[start of RECORD EXCERPTS]

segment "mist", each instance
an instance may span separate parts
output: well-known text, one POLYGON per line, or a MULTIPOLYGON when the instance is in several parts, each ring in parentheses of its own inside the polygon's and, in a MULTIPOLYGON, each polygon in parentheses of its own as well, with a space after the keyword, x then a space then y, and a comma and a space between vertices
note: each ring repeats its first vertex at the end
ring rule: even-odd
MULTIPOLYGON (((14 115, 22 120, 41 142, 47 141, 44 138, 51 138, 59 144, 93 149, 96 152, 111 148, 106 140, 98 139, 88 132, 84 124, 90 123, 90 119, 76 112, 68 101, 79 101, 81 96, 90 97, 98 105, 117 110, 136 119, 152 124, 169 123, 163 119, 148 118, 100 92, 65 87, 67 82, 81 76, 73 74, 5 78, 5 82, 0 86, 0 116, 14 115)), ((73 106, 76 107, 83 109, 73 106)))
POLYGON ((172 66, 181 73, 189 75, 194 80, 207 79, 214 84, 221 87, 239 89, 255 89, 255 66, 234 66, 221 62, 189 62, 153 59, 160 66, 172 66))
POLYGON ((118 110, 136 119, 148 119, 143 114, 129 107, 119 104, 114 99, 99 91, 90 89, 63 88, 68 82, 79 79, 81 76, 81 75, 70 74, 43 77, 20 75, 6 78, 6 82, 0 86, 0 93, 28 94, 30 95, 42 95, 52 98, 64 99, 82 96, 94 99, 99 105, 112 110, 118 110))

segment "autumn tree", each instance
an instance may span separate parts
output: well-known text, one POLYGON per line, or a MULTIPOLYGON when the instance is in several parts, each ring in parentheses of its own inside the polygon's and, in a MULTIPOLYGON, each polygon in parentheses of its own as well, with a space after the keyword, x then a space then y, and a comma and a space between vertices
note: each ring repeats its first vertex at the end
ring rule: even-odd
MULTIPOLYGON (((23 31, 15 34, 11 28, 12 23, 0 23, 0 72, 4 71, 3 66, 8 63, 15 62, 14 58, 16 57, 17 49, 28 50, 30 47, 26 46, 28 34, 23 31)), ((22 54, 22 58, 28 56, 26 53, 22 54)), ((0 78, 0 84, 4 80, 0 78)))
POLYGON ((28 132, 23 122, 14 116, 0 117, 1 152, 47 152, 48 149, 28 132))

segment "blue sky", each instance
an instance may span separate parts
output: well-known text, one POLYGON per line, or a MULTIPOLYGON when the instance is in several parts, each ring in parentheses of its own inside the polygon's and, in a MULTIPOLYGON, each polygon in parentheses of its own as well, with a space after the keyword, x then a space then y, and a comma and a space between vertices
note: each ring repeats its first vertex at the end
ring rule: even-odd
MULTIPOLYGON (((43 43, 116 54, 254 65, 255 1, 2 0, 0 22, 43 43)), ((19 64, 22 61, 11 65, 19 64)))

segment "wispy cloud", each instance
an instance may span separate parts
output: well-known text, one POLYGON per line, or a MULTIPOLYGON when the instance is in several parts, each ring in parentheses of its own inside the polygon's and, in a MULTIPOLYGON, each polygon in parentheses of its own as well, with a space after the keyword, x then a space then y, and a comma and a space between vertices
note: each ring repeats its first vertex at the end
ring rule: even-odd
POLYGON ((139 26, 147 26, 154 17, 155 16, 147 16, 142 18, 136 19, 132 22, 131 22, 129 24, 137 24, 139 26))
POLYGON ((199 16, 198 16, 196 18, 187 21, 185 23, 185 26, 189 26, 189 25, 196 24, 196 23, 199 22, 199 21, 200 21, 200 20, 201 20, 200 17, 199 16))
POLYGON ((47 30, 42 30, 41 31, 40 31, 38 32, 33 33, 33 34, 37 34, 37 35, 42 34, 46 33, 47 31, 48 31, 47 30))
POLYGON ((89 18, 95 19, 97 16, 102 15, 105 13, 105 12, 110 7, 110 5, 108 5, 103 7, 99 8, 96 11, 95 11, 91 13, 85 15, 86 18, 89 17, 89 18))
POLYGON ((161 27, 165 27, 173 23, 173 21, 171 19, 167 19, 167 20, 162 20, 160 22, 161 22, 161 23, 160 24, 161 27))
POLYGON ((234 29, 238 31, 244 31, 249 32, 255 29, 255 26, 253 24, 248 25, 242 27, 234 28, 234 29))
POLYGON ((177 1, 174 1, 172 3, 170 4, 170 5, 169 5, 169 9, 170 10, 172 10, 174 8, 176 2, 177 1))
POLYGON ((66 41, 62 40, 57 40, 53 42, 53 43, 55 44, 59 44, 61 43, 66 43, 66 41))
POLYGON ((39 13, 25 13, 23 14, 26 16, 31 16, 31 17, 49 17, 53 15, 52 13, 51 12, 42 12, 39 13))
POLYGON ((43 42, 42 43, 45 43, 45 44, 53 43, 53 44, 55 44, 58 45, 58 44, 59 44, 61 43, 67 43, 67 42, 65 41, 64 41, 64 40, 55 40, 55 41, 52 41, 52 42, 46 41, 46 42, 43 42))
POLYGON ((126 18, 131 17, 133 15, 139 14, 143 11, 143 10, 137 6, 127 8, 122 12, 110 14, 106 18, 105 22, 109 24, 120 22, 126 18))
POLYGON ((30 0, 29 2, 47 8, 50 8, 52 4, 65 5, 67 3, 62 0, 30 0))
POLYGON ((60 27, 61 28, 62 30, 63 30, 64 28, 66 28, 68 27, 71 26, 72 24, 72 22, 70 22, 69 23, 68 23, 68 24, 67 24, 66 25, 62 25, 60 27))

[end of RECORD EXCERPTS]

- _WORK REQUIRED_:
Return everything from the beginning of the data down to the line containing "POLYGON ((28 132, 23", with that line included, copied character for character.

- _ANSWER TO THE PROBLEM_:
segment "mist", each instance
an instance may span separate parts
output: well-known text, one POLYGON per line, or a MULTIPOLYGON when the instance is in several parts, each ring in parentheses of its own inside the polygon's and, in a MULTIPOLYGON, each polygon in parentheses of its own as well, with a space after the keyword, x then a space then y, and a comma and a space between vertices
note: each ring repeats its first vertex at the end
ring rule: even-odd
MULTIPOLYGON (((14 115, 22 120, 41 142, 47 141, 44 138, 51 138, 59 144, 93 149, 96 152, 111 148, 106 140, 98 139, 88 132, 84 124, 90 123, 90 119, 76 112, 68 101, 79 101, 81 96, 90 97, 98 105, 117 110, 136 119, 152 124, 169 123, 163 119, 148 118, 100 92, 65 87, 67 82, 81 76, 73 74, 5 78, 5 82, 0 86, 0 116, 14 115)), ((73 106, 76 107, 83 109, 73 106)))
POLYGON ((172 66, 181 73, 189 75, 194 80, 207 79, 214 84, 221 87, 239 89, 255 89, 255 66, 234 66, 221 62, 189 62, 153 59, 160 66, 172 66))
POLYGON ((118 110, 136 119, 148 119, 143 114, 129 107, 119 104, 114 99, 99 91, 90 89, 63 88, 68 82, 79 79, 81 76, 81 75, 70 74, 43 77, 20 75, 6 78, 6 82, 0 86, 0 93, 28 94, 30 95, 42 95, 52 98, 64 99, 82 96, 94 99, 99 105, 112 110, 118 110))

segment "autumn tree", each instance
an instance may span separate parts
output: well-known text, one POLYGON per line, or a MULTIPOLYGON when the instance is in several parts, each ring in parentheses of its own inside the polygon's and, in a MULTIPOLYGON, each polygon in parentheses of its own as well, with a space after the keyword, x then a space then y, and a comma and a space between vertices
note: each ring repeats its first vertex at the end
ring rule: even-odd
MULTIPOLYGON (((23 31, 15 34, 11 28, 12 23, 0 23, 0 72, 4 71, 3 66, 8 63, 15 62, 14 58, 16 57, 17 49, 28 50, 30 47, 26 46, 28 34, 23 31)), ((22 54, 22 58, 28 56, 26 53, 22 54)), ((0 78, 0 84, 4 80, 0 78)))
POLYGON ((28 132, 23 122, 14 116, 0 117, 1 152, 47 152, 48 149, 28 132))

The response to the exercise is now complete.